**JOB**: Copy every line of the items, beginning at the line that has "find the open eye in the photo above" and stopping after the last line of the items. Scale each answer coordinate by multiplying it by 2.3 and rounding to a whole number, with halves rounded up, and leave all other lines and numbers unchanged.

Stored entries:
** Begin **

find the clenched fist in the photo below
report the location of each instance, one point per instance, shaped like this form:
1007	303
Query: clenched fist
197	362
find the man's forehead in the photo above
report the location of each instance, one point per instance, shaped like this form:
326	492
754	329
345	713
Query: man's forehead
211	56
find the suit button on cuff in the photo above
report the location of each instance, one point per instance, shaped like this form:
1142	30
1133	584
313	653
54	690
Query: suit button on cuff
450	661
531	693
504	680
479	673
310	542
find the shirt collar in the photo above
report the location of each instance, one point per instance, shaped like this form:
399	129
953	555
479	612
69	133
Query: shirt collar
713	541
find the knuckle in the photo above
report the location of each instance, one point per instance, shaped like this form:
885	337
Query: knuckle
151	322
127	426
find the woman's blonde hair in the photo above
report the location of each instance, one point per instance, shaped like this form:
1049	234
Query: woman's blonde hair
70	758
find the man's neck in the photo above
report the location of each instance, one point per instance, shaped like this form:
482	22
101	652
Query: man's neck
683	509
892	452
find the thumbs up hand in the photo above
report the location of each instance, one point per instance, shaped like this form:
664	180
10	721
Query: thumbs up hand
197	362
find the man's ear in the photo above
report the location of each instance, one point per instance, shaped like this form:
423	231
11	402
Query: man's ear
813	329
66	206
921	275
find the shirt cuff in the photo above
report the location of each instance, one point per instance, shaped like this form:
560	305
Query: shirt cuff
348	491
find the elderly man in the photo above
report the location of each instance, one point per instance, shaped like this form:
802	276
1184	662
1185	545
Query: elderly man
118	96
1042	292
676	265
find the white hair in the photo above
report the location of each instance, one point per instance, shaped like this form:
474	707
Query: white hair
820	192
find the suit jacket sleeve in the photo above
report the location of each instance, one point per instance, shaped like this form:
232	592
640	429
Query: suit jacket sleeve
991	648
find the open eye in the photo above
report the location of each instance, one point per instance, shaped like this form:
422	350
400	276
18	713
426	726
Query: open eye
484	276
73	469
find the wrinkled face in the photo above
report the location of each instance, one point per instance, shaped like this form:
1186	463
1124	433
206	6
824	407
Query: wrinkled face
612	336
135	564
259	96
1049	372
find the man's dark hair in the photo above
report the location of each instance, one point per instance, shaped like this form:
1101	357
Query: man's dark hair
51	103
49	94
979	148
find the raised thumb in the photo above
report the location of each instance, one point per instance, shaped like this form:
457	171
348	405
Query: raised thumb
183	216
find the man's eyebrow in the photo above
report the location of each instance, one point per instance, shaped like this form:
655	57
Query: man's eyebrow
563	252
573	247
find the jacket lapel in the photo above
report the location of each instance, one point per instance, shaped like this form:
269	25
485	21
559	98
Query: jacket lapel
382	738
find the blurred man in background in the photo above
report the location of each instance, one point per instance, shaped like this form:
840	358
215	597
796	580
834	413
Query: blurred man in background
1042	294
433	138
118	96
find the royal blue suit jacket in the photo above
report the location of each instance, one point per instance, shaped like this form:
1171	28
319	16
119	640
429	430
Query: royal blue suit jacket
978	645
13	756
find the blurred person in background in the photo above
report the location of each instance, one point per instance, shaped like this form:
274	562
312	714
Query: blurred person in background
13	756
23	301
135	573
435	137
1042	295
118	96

** End **

**COMPLETE RESPONSE**:
find the open eye in the photo above
report the location of each instance, one point per instance, shaped like this form:
422	350
400	276
18	713
426	726
Query: open eye
1113	635
168	1079
find the wrinkled face in the photo above
report the location of each instance, one point per instance, shaped like this form:
1186	463
1124	433
206	6
824	407
Query: wrinkled face
1408	773
311	1297
596	221
2413	856
find the man's dark hair in the photo above
report the location of each instance, one point per instance, shaped like this form:
1101	357
Query: man's dark hair
117	237
113	216
2252	340
find the raised thumb in the photo above
report the location of each instance, one point per instance, shaped like this form:
457	171
348	405
Query: raised thumb
421	497
find the man's eyebrow in the photo above
report the location of each instance, one point per instance, shaped like this form:
655	57
Query: man's eyebrow
1295	580
1318	568
find the jacket lapel in the photo above
report the location of each instance, one point per instance, shaped like this form:
269	25
485	21
559	98
Query: jacket lapel
879	1697
find the blurred man in background in the photo above
report the location of each instance, one point per instance, shaped like this form:
840	358
215	597
796	580
834	413
Query: blurred man in background
2397	676
996	317
271	221
find the royal blue suit jacket in the photo above
report the location of each instance, one point per instance, shaped like this form:
1171	28
319	16
119	640
429	430
Query: royal blue suit jacket
2249	1484
30	1739
find the blurred person in background in the photo above
report the location of each instance, one point per instance, shaped like this form:
274	562
312	714
Query: blurred person in background
30	1739
53	692
311	1318
1001	315
2397	679
271	221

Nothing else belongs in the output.